====== Extracted records ======

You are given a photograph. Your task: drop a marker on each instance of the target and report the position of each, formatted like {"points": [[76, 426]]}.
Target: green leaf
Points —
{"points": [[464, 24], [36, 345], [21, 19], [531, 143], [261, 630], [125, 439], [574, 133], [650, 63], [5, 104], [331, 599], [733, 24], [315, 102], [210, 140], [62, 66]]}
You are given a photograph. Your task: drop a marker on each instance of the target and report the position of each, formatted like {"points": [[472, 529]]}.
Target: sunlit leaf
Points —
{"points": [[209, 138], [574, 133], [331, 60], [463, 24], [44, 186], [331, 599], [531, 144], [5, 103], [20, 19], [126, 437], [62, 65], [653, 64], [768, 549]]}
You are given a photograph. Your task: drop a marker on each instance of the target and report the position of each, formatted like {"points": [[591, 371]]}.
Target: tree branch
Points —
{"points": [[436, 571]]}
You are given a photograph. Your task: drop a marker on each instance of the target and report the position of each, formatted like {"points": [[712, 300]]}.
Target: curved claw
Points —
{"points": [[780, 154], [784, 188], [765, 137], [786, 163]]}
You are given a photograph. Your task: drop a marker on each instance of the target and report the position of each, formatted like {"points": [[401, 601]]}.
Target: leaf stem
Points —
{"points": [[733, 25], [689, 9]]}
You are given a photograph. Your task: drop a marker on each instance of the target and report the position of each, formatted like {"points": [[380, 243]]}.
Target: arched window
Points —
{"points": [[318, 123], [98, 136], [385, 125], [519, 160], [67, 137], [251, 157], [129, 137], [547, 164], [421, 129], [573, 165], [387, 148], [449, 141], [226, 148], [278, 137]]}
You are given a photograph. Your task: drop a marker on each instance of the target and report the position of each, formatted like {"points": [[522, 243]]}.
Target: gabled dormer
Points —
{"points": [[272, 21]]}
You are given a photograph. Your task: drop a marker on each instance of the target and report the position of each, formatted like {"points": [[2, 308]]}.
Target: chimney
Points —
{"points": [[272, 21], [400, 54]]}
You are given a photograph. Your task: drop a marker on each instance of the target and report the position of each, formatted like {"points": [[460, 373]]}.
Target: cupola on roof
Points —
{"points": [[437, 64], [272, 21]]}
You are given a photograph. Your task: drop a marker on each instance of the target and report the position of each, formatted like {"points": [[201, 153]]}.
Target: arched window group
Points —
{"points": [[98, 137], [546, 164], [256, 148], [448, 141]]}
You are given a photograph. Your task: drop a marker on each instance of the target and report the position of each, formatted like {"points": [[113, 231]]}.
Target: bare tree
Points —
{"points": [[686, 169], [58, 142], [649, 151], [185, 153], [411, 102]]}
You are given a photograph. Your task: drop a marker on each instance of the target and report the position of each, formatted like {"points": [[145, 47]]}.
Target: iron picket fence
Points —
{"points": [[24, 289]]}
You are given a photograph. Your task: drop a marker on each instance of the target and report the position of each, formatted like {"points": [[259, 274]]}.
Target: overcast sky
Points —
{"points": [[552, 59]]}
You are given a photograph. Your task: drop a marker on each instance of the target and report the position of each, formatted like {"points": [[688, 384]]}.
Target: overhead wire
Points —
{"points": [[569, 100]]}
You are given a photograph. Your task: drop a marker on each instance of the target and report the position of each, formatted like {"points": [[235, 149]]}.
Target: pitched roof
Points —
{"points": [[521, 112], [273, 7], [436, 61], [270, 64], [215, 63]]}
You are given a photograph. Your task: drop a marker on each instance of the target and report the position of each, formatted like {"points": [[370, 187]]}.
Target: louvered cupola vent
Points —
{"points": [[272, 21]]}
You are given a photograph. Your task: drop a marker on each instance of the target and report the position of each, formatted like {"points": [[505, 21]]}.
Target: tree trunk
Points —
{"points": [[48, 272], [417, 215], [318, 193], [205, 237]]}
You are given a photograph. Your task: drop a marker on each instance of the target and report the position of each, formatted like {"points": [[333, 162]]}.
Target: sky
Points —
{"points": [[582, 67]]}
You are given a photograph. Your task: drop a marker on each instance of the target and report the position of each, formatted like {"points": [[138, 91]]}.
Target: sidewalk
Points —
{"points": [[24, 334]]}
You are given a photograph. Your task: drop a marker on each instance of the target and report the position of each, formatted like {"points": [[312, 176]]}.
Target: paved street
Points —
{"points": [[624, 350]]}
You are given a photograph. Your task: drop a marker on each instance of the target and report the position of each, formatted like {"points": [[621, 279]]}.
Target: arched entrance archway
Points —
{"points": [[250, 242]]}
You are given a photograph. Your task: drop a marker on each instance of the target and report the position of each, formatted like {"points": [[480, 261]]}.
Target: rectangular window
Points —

======

◆ **Exercise details**
Copy out every line in the entries above that holds "roof".

◆ **Problem solution**
Target: cupola on roof
Target: pitched roof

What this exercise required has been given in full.